Stated exercise: Repeat each of the items below word for word, leaving out the pictures.

Data shown:
======
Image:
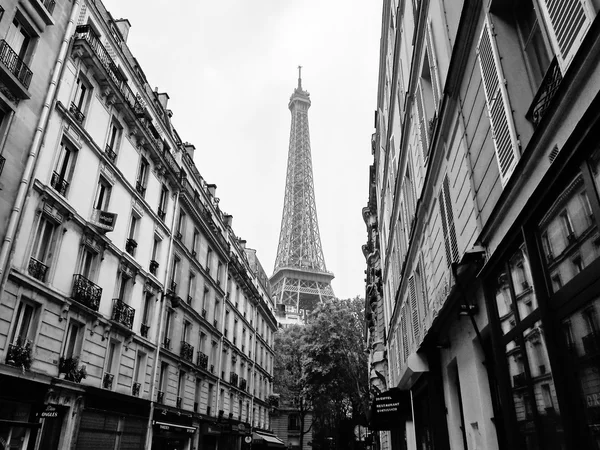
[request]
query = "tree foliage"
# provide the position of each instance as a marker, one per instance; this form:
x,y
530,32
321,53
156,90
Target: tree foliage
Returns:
x,y
322,367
======
Response to this exercise:
Image:
[request]
query = "tree foliage"
# provide the position of each instance as a marker, one per instance; this form:
x,y
530,32
321,53
156,90
Target: tree foliage
Returns:
x,y
322,367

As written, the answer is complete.